▶ **WRITTEN PROBLEM**
Below is a listing; copy all of it exactly.

▶ **SOURCE DATA**
----------------------------------------

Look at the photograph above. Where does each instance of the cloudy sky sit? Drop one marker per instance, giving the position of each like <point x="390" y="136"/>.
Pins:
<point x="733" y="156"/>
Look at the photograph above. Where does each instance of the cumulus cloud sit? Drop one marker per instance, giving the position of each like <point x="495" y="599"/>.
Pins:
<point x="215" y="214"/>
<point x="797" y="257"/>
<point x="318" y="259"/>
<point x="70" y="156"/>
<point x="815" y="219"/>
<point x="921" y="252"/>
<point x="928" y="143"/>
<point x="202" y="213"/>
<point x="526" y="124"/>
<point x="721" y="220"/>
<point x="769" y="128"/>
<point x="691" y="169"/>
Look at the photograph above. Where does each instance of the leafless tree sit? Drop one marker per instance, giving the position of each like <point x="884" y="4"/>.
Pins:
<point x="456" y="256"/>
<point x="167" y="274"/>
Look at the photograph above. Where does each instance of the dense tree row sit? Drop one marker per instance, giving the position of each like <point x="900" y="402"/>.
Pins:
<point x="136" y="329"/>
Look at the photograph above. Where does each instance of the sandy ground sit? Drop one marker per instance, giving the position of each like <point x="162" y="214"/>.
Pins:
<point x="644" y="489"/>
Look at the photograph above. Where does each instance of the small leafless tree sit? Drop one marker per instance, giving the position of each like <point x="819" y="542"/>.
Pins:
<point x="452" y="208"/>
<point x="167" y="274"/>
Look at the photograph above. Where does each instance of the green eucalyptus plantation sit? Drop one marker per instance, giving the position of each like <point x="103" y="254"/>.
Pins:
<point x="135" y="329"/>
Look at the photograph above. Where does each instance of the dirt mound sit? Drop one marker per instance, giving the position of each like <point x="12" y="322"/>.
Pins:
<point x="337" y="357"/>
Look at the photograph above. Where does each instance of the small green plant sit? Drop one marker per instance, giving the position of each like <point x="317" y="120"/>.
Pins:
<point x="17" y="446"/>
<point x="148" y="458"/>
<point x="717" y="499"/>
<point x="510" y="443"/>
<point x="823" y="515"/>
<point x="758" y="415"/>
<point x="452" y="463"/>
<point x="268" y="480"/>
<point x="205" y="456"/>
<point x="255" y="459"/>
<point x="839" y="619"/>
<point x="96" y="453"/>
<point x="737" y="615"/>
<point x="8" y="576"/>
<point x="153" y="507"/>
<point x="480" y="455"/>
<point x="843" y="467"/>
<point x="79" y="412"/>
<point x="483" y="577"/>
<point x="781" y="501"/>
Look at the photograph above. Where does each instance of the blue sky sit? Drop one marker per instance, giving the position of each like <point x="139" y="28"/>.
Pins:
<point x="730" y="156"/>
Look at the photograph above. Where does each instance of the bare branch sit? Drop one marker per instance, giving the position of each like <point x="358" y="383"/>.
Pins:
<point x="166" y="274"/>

----------------------------------------

▶ **CORRECT ANSWER**
Look at the photograph above. Where does each instance of the cloudy sky sit? Drop one marker per instance, giving the position of each like <point x="390" y="136"/>.
Pins:
<point x="733" y="156"/>
Look at the photograph above. Where does each instance of the cumulus cloud sit? Drop one marker per instance, giving the position of each like <point x="495" y="599"/>.
Pins:
<point x="215" y="214"/>
<point x="797" y="257"/>
<point x="318" y="259"/>
<point x="70" y="156"/>
<point x="815" y="219"/>
<point x="921" y="252"/>
<point x="928" y="143"/>
<point x="202" y="213"/>
<point x="526" y="124"/>
<point x="721" y="220"/>
<point x="769" y="128"/>
<point x="691" y="169"/>
Look at the photograph above. Where does each instance of the leafless tree sit? Drop one marker per instance, giving the position of each like <point x="884" y="4"/>.
Pins:
<point x="456" y="256"/>
<point x="167" y="274"/>
Look at the photograph above. Where does each instance of the dense tree row sit? Drop one marker per instance, giving the position of each like <point x="900" y="402"/>.
Pins:
<point x="136" y="329"/>
Look at the photograph above. Where does each instance of the sandy ground sit? Drop one marker per instance, giving the position of each like <point x="162" y="214"/>.
Pins:
<point x="644" y="489"/>
Look at the photograph above. Where does each instance of the small leafless tree sit? Drop one marker per instance, giving the position of each like <point x="819" y="542"/>.
Pins:
<point x="452" y="208"/>
<point x="167" y="274"/>
Look at the photograph above. Where does each instance of the green eucalyptus plantation sit? Drop one marker per instance, giving the position of each like <point x="103" y="254"/>.
Pins:
<point x="135" y="329"/>
Look at the photograph above. Where does each instance of the dirt mound sit? Drop one marker per instance, giving the position of each like <point x="12" y="322"/>.
Pins:
<point x="337" y="357"/>
Look at the photograph above. Where does each instance of the small green plant sit? Drop one marker per instance, giving the position of each like <point x="317" y="120"/>.
Pins:
<point x="17" y="446"/>
<point x="148" y="458"/>
<point x="717" y="499"/>
<point x="510" y="443"/>
<point x="823" y="515"/>
<point x="758" y="415"/>
<point x="452" y="463"/>
<point x="268" y="480"/>
<point x="205" y="456"/>
<point x="255" y="459"/>
<point x="839" y="619"/>
<point x="96" y="453"/>
<point x="737" y="615"/>
<point x="8" y="576"/>
<point x="153" y="507"/>
<point x="480" y="455"/>
<point x="843" y="467"/>
<point x="79" y="412"/>
<point x="483" y="577"/>
<point x="781" y="501"/>
Look at the photograph above. Where does each instance of the blue sky sit? Drop one marker per instance, giving the position of each like <point x="139" y="28"/>.
Pins:
<point x="730" y="156"/>
Look at the photograph above. Where does each instance of the bare branch sit? Drop one marker per instance, giving the position of each like <point x="358" y="383"/>.
Pins:
<point x="166" y="274"/>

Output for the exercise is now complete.